▶ Task objective:
Would you return every entry, exactly as it is written?

(Point localization data)
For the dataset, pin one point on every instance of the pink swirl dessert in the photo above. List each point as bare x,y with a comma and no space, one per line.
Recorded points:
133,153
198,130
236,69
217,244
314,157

▶ Solution to this problem:
For the dataset, pin one point on every instance of the pink swirl dessert in the photo above. List each point as bare x,y with a comma and no space, one per line.
Recorded points:
133,153
198,130
236,69
217,244
314,157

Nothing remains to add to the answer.